═════ Extract

I just found this important video:
This man, Dr. John Campbell, is a clinical nurse who is apparently using the title “Doctor” appropriately for modern times. I mention this because I mistakenly assumed he was an M.D. in a previous post. Sorry, this just shows my age.
Anyway, in the first part of this video, which is an excellent deep-dive into the groundbreaking paper I spoke of in the last post, Dr. Campbell suggests that there’s something sinister going on at the highest levels of healthcare…
It’s something that could be interpreted as racism with genocidal intent on the part of the international healthcare authorities.
In essence, Dr. Campbell senses conspiracy in the quite apparent reluctance of mainstream medicine to run definitive vitamin D trials on COVID-19 patients, despite the evidence in its favor. Dr. Campbell doesn’t mention racism directly, but points out the disproportionate numbers of deaths in the Black and Hispanic communities. Then he focuses on the inexpensive nature of vitamin D, leaving the listener to connect the dots to Big Pharma and the money they stand to make with a patentable drug cure, vaccine, etc.
This left me thinking about corporate elites, racism, and a conspiracy to commit genocide.
Is it just me? Probably.
Dr. Campbell has been talking on YouTube for many months about the logic and the literature evidence favoring the use of vitamin D for COVID-19 patients, especially those patients with darker skin who are at greater risk of vitamin D deficiency, and at much greater risk of dieing of COVID-19 (not by coincidence, it turns out). In light of the first small clinical trial of Vitamin D, there appears to be a cause-and-effect link here.
Ordinarily, I don’t put the brakes on a perfectly healthy conspiracy theory. To me, genuine conspiracies are common. Unless I’m mistaken, the CIA’s official job is to conspire against all perceived and potential enemies of the US. They didn’t invented the term “conspiracy theory” but there’s an internal CIA memo that uses the pleural form “conspiracy theories” in explaining how to prop up the mainstream version of the assassination of President John F. Kennedy. As far as I know, their official job isn’t to influence public opinion, though they seem to believe it is. We’re told that conspiracy theories were considered a normal part of analytical thinking until the late 1950s, when delving deeper than a sports reporter became stigmatised.

══════════

▶ Exercise requirements
1. Answer the following questions from the post on vitamin D and COVID-19, giving each answer on its own line marked with its letter.
(a) What profession does the writer say Dr. John Campbell has?
(b) Which two communities does Dr. Campbell point to as having disproportionate numbers of deaths?
(c) Until when, according to the writer, were conspiracy theories considered a normal part of analytical thinking?
2. Decide whether each statement below agrees with the post on vitamin D and COVID-19. Answer yes or no, and quote the words from the post that settle it.
(a) In an earlier post, the writer assumed Dr. Campbell was an M.D.
(b) Dr. Campbell mentions racism directly in the video.
(c) The writer describes the vitamin D clinical trial as large.
3. Extend the post on vitamin D and COVID-19, starting after its last sentence.

═════ Information supplied

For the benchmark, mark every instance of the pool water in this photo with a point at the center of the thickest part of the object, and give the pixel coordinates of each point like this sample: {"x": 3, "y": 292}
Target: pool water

══════════

▶ Responses in order
1.
(a) He is a clinical nurse.
(b) The Black and Hispanic communities.
(c) Until the late 1950s.

2.
(a) Yes: "I mistakenly assumed he was an M.D. in a previous post."
(b) No: "Dr. Campbell doesn’t mention racism directly"
(c) No: "the first small clinical trial of Vitamin D"

3.
But in the case of the missing Vitamin D research, I think we might NOT be dealing with an elite’s racism or genocidal intent. I think there’s a simpler explanation.
One of the first things they drilled into our heads in med school was “supplemental vitamins are hogwash.” There was one exception: pregnant woman needed extra folate to prevent neural tube defects in their babies. It probably pained the professors to admit this, but it was the exception that proved the rule for them.
“Taking vitamins just gives you expensive urine,” they said. The frightened, exhausted students laughed politely, but all such jokes have a powerful indoctrination value.
Remember the shame of letting anyone know you thought UFOs were real five to 15 years ago? That feeling came from jokes at the expense of the “crazy people.” You didn’t want to be one of them.
In the medical community, the vast majority of doctors don’t have time, curiosity or energy enough to read. Big Pharma comes by the office (with food and gifts in the old days) and presents their own funded, peer-reviewed literature about their own drugs. This is the real “continuing medical education” for many doctors in the US.
This is how many, if not most, MD’s have maintained an ignorant certainty about the uselessness of vitamin supplementation. To solidify that certainty, most of us have lectured family and friends on the subject many times, glad to be seen as an authority capable of debunking the entire over-the-counter pill industry.
In the old days at LLUMC, there was one doctor on campus who bravely bucked the anti-vitamin dogma and lectured med students on the benefits of vitamin supplementation. What an unsung hero!
He was the common brunt of jokes among the faculty, residents, and medical students.
Years later, when I was an attending pathologist, I said something positive about vitamin C. A young pathology resident across the scope looked at me incredulously. “You don’t believe in vitamins, do you? You don’t agree with Dr. ____?”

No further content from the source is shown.